**과제 목표:** “Within the screenshot above, the green hill” 문구가 들어 있는 행에서 시작하여 마지막 행에서 끝나는 구간의 모든 행을, 양 끝 행과 요청문까지 포함하여 다시 작성하십시오. 이때 답에 있는 경계 상자 좌표의 모든 숫자에 -131을 더하십시오.

**데이터셋 행:**
----
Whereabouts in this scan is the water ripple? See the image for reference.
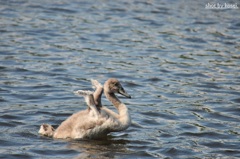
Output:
[0,0,240,158]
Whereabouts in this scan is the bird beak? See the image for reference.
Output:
[118,88,131,98]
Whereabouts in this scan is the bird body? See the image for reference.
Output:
[39,78,131,139]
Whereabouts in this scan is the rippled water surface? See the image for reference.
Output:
[0,0,240,159]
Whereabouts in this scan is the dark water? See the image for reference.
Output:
[0,0,240,159]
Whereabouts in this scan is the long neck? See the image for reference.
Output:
[104,92,131,131]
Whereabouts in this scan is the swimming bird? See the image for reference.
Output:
[39,78,131,139]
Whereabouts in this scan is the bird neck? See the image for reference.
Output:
[105,92,131,131]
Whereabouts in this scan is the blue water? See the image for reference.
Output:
[0,0,240,159]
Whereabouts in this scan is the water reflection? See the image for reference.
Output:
[67,137,132,159]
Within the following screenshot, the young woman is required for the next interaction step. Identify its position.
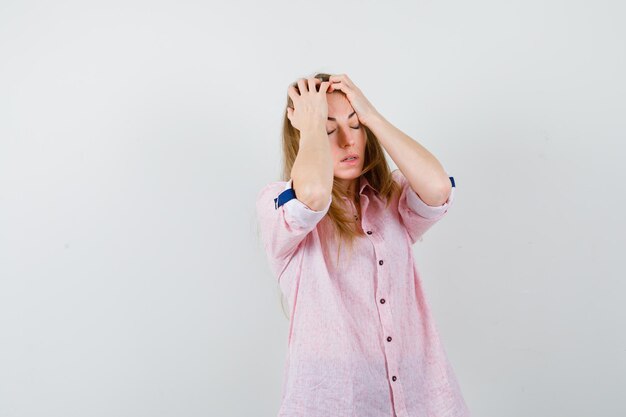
[256,74,470,417]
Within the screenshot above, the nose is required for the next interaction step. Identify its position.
[339,128,355,146]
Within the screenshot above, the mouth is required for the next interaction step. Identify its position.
[341,154,359,162]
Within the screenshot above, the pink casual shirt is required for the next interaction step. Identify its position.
[256,169,470,417]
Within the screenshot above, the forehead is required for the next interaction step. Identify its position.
[326,92,354,120]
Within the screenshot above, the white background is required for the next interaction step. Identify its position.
[0,0,626,417]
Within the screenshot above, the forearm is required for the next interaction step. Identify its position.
[291,125,334,210]
[368,114,451,206]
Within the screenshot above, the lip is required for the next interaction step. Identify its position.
[340,153,359,164]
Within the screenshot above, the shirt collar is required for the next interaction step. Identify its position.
[359,175,374,194]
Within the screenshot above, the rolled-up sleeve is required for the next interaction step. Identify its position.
[256,179,332,279]
[392,169,455,244]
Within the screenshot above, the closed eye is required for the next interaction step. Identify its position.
[326,123,361,135]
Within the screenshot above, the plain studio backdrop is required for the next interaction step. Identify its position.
[0,0,626,417]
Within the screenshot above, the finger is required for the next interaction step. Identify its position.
[298,78,308,95]
[332,81,347,93]
[330,74,352,87]
[287,84,300,102]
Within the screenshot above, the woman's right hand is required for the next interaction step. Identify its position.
[287,77,330,132]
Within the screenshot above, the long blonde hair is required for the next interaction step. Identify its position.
[282,73,400,311]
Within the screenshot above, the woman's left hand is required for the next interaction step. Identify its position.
[328,74,378,127]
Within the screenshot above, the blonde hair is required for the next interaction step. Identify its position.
[282,73,400,318]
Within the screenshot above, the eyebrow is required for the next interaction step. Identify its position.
[328,111,356,121]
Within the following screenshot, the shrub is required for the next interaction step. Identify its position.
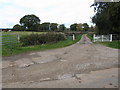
[20,32,65,46]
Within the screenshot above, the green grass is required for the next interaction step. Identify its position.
[2,31,46,35]
[2,35,82,56]
[96,41,120,49]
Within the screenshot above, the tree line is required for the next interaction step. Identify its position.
[92,2,120,34]
[13,14,94,32]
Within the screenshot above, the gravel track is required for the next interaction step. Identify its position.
[2,35,118,88]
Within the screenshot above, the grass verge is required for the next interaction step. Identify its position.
[2,35,82,56]
[96,41,120,49]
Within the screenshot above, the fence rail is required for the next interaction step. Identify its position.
[93,34,113,42]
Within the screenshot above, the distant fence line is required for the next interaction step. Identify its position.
[0,34,20,45]
[93,34,119,42]
[0,33,75,46]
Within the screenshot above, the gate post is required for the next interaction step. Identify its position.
[73,34,75,40]
[17,34,20,42]
[110,34,112,42]
[93,34,95,42]
[102,35,104,42]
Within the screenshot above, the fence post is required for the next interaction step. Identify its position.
[93,34,95,42]
[102,35,104,42]
[17,34,20,42]
[110,34,112,42]
[73,34,75,40]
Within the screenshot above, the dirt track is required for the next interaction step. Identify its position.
[2,35,118,88]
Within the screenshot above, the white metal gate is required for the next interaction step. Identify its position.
[93,34,112,42]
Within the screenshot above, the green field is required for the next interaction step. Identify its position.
[2,31,46,35]
[2,32,82,56]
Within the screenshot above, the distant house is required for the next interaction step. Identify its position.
[0,28,13,32]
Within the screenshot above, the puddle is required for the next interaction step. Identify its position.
[57,74,73,80]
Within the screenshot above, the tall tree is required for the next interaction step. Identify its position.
[20,14,40,31]
[92,2,120,34]
[13,24,22,31]
[59,24,66,31]
[50,23,58,31]
[82,23,89,31]
[70,23,77,31]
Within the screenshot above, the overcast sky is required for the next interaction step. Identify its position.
[0,0,94,28]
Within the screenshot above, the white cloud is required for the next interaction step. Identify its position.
[0,0,94,28]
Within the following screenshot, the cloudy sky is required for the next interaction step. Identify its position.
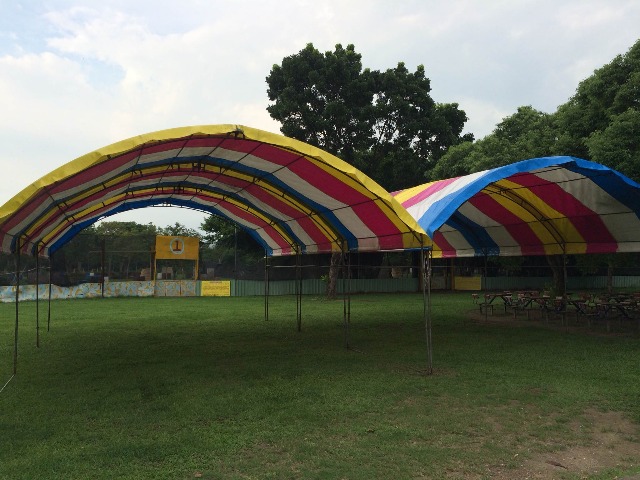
[0,0,640,232]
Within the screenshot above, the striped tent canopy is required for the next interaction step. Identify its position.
[392,157,640,257]
[0,125,430,256]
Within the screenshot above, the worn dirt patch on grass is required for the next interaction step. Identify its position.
[489,409,640,480]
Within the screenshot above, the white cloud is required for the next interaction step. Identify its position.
[0,0,640,229]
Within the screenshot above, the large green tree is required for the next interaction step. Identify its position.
[555,40,640,180]
[266,43,472,297]
[428,106,560,180]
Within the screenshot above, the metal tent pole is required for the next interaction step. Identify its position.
[47,253,53,332]
[13,237,21,375]
[420,247,433,375]
[347,251,351,326]
[427,249,433,375]
[295,247,302,332]
[100,237,107,298]
[340,248,351,349]
[36,244,40,348]
[264,250,269,321]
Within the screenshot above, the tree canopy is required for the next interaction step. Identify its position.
[436,41,640,181]
[266,43,473,190]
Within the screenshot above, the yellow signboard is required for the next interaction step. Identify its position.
[200,280,231,297]
[156,235,200,260]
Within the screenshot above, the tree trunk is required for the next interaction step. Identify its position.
[327,252,342,300]
[547,255,566,296]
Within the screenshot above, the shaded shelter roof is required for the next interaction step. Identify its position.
[0,125,430,256]
[392,156,640,257]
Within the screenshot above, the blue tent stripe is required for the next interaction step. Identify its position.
[446,212,500,256]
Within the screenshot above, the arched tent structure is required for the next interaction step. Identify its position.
[393,156,640,257]
[0,125,430,257]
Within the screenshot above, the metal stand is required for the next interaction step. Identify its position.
[36,246,40,348]
[342,250,351,349]
[296,247,302,332]
[264,250,269,322]
[420,248,433,375]
[13,237,21,375]
[47,253,53,332]
[100,238,107,298]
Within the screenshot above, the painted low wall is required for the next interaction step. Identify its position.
[0,278,419,302]
[0,281,155,302]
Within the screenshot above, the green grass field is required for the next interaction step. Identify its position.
[0,294,640,479]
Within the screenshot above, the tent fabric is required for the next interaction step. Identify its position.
[392,156,640,257]
[0,125,430,256]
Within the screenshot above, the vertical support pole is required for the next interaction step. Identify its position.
[233,223,238,280]
[562,246,567,300]
[347,251,351,326]
[264,250,269,322]
[100,237,107,298]
[420,246,433,375]
[340,246,350,350]
[47,253,53,332]
[13,237,21,375]
[480,249,489,290]
[296,246,302,332]
[36,244,40,348]
[427,249,433,375]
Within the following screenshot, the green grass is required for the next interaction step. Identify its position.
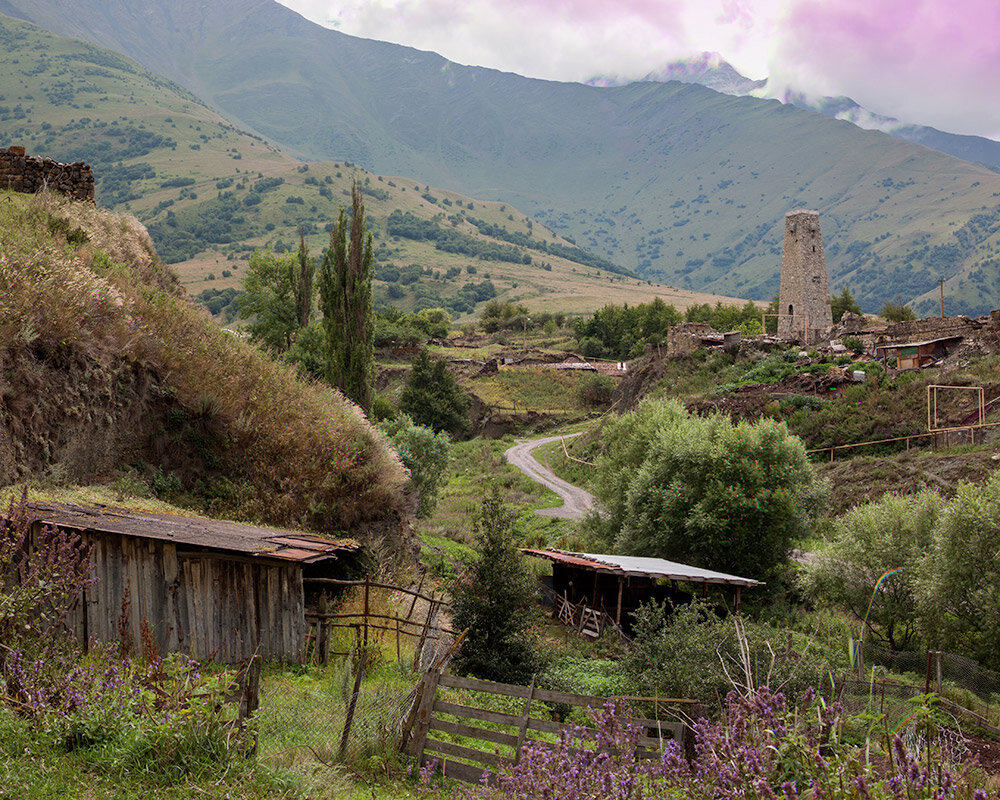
[0,17,752,322]
[0,193,404,532]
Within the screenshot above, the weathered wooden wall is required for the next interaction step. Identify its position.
[48,531,306,664]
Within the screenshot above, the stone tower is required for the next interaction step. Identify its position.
[778,209,833,342]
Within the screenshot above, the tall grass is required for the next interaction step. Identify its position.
[0,194,406,531]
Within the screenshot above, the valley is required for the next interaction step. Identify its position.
[0,0,1000,800]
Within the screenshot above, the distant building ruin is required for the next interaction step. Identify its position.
[778,209,833,342]
[0,145,94,203]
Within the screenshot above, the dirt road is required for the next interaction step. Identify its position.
[504,433,594,519]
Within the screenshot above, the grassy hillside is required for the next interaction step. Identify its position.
[0,10,748,316]
[0,0,1000,313]
[0,193,407,535]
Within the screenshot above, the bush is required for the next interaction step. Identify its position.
[379,414,451,518]
[580,370,618,406]
[451,486,541,683]
[800,491,942,650]
[840,336,865,353]
[399,350,472,435]
[596,401,824,580]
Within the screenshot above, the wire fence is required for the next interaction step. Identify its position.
[250,580,456,767]
[852,641,1000,733]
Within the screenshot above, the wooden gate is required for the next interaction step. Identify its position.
[403,671,693,783]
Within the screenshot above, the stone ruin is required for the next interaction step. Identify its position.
[0,145,94,203]
[778,209,833,344]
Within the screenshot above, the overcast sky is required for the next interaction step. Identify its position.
[280,0,1000,139]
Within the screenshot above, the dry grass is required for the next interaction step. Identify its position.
[0,195,405,530]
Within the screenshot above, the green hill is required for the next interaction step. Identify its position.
[0,192,408,537]
[0,0,1000,313]
[0,11,740,315]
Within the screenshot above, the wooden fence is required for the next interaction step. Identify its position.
[552,592,624,639]
[304,578,457,669]
[402,670,697,783]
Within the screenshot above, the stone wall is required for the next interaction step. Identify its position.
[667,322,719,356]
[0,145,94,203]
[878,317,983,344]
----
**전체 답변:**
Within the screenshot above, the green hill is required for the next interaction step. Identify its position.
[-131,61,277,406]
[-131,-131,869,182]
[-131,-120,609,184]
Within the screenshot above, the wooden fence is required for the next interaction step. Identify its position.
[421,461,493,508]
[173,447,326,538]
[271,539,566,652]
Within the screenshot above, the stone wall is required for the next interaction step. Identify its position.
[536,191,588,225]
[-131,14,-37,72]
[747,186,852,213]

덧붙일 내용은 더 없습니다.